--- TASKS FOR THIS EXERCISE ---
A - List the three areas in which the passage on clinical trial efficiency says clinical trials introduce innovation.
B - From the passage on clinical trial efficiency, quote the part that opens with the words containing "Clinical trials are" and closes with "in the process.".
C - Please write the next part of the passage on clinical trial efficiency, starting after its last sentence.

═══ SELECTED PASSAGE

Clinical trials are an incredible vehicle for introducing innovation in pharmaceuticals, medical devices and technology. However, they’re also notoriously inefficient, with multiple factors slowing progress from the bench to the bedside and increasing costs.
A decade ago, the Institute of Medicine convened a public workshop titled “Transforming Clinical Research in the United States,” which focused on identifying challenges in planning and implementing trials and developing strategies to improve efficiency. Seven years later, that discussion resulted in the formation of the Trial Innovation Network, an initiative sponsored by the National Center for Advancing Translational Sciences (NCATS) and led by five institutions tasked with helping researchers overcome such hurdles, saving time and money in the process.

══════
═══ SUPPLIED INFORMATION

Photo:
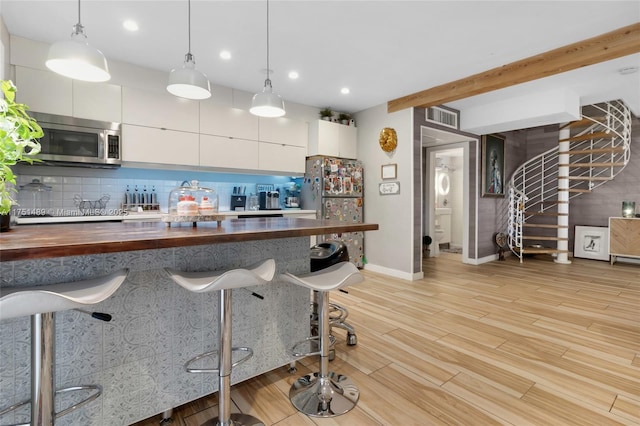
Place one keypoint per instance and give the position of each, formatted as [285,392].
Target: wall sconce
[628,209]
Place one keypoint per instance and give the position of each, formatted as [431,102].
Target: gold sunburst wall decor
[388,139]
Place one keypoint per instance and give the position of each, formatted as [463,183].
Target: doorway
[445,202]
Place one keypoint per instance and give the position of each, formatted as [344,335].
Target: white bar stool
[224,282]
[41,302]
[324,393]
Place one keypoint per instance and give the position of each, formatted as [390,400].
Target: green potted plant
[344,118]
[326,114]
[18,142]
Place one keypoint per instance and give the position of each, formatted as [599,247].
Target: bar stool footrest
[216,352]
[292,351]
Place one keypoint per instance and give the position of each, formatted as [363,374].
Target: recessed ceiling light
[130,25]
[628,70]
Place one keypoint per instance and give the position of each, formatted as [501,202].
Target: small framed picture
[389,171]
[493,166]
[591,242]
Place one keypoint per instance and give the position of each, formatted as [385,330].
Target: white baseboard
[394,272]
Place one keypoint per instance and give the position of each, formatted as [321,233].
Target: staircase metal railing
[599,150]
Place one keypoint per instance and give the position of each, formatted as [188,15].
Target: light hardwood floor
[537,343]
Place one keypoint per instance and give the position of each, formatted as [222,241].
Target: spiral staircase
[591,152]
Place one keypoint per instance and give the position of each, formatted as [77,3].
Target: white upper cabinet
[282,158]
[333,139]
[285,131]
[163,111]
[44,91]
[224,121]
[230,153]
[97,101]
[151,145]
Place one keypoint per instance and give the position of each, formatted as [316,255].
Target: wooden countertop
[25,242]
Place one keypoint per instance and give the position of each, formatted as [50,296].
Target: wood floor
[537,343]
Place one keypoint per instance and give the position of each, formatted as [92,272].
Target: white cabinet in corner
[48,92]
[284,130]
[281,158]
[97,101]
[333,139]
[151,145]
[231,153]
[224,121]
[44,91]
[160,110]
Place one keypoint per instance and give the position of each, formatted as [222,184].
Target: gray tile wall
[157,325]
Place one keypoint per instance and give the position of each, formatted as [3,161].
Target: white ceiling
[381,50]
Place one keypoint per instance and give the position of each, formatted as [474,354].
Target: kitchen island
[157,325]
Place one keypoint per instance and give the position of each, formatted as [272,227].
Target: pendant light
[76,59]
[267,103]
[188,82]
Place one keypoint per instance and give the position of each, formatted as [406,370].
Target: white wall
[388,250]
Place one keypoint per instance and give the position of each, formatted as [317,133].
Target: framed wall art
[493,166]
[389,171]
[591,242]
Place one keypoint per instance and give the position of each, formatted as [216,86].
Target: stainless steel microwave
[78,141]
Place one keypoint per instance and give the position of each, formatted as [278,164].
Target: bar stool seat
[324,393]
[224,282]
[41,302]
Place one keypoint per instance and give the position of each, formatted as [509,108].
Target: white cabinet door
[285,131]
[218,151]
[150,145]
[97,101]
[333,139]
[281,158]
[164,111]
[44,91]
[224,121]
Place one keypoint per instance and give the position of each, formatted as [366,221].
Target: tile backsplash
[69,185]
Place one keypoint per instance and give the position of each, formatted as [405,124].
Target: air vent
[443,117]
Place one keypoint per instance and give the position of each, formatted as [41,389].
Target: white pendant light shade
[76,59]
[267,103]
[188,82]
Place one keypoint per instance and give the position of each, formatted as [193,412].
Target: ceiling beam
[615,44]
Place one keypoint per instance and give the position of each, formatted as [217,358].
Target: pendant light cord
[189,26]
[268,71]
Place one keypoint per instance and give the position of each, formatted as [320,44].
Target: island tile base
[157,325]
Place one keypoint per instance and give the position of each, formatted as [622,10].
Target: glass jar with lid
[193,200]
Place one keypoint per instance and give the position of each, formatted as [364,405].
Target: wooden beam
[615,44]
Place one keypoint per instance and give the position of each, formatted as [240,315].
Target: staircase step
[546,214]
[543,238]
[611,150]
[594,178]
[585,122]
[542,251]
[542,225]
[587,136]
[592,165]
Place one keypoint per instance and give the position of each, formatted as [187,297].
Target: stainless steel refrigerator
[334,187]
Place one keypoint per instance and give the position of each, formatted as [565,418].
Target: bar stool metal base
[237,419]
[327,396]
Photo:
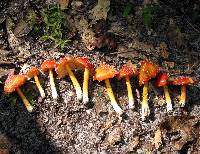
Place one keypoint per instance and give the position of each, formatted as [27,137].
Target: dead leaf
[158,138]
[100,10]
[114,136]
[22,28]
[175,36]
[63,4]
[133,143]
[184,126]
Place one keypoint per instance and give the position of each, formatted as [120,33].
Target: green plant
[127,9]
[53,19]
[148,13]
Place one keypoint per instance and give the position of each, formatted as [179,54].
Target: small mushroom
[162,81]
[183,81]
[88,69]
[34,72]
[50,65]
[12,83]
[105,72]
[127,71]
[147,71]
[64,67]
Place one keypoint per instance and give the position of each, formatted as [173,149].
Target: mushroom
[147,71]
[64,67]
[34,72]
[162,81]
[50,65]
[183,81]
[88,67]
[127,71]
[12,83]
[105,72]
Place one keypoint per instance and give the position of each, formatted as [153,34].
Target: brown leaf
[100,10]
[114,136]
[63,4]
[133,143]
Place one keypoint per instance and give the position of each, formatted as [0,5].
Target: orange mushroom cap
[162,79]
[84,63]
[147,71]
[33,71]
[48,64]
[60,66]
[127,70]
[105,71]
[183,80]
[13,82]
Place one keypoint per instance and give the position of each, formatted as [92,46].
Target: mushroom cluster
[65,66]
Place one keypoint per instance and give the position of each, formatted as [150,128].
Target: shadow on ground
[19,130]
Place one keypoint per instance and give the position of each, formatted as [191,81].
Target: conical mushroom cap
[84,62]
[127,70]
[162,80]
[48,64]
[183,80]
[13,82]
[33,71]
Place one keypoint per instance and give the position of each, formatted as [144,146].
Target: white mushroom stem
[130,93]
[145,106]
[52,84]
[85,85]
[112,97]
[183,95]
[74,82]
[37,82]
[28,106]
[167,98]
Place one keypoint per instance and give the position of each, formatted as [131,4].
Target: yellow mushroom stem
[28,106]
[167,98]
[85,85]
[52,84]
[145,106]
[130,93]
[183,95]
[37,82]
[74,82]
[112,97]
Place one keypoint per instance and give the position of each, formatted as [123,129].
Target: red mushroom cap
[147,71]
[48,64]
[183,80]
[105,71]
[127,70]
[13,82]
[60,68]
[33,71]
[84,63]
[162,79]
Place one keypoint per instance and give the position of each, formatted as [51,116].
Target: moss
[53,20]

══════

--- TASK-BY-TASK RESULTS ---
A - pharmaceuticals, medical devices, technology

B -
Clinical trials are an incredible vehicle for introducing innovation in pharmaceuticals, medical devices and technology. However, they’re also notoriously inefficient, with multiple factors slowing progress from the bench to the bedside and increasing costs.
A decade ago, the Institute of Medicine convened a public workshop titled “Transforming Clinical Research in the United States,” which focused on identifying challenges in planning and implementing trials and developing strategies to improve efficiency. Seven years later, that discussion resulted in the formation of the Trial Innovation Network, an initiative sponsored by the National Center for Advancing Translational Sciences (NCATS) and led by five institutions tasked with helping researchers overcome such hurdles, saving time and money in the process.

C -
As leaders in NIH funding and two of just 65 institutions that have received coveted Clinical and Translational Science Awards (CTSAs) — a program run by NCATS to speed translation of research discovery into improved patient care — The Johns Hopkins University and Tufts University were natural choices to be part of this network, says Johns Hopkins neurologist Daniel Hanley. In 2016, he became one of three principal investigators (PIs) to lead the Johns Hopkins-Tufts Trial Innovation Center.
The center, which recently received a new $8 million grant from NCATS, helps PIs from CTSA institutions develop protocols, enhance study operations and improve recruitment and retention. “The program is specialty and disease agnostic,” explains Hanley, “helping researchers with trials covering any conceivable area or illness.”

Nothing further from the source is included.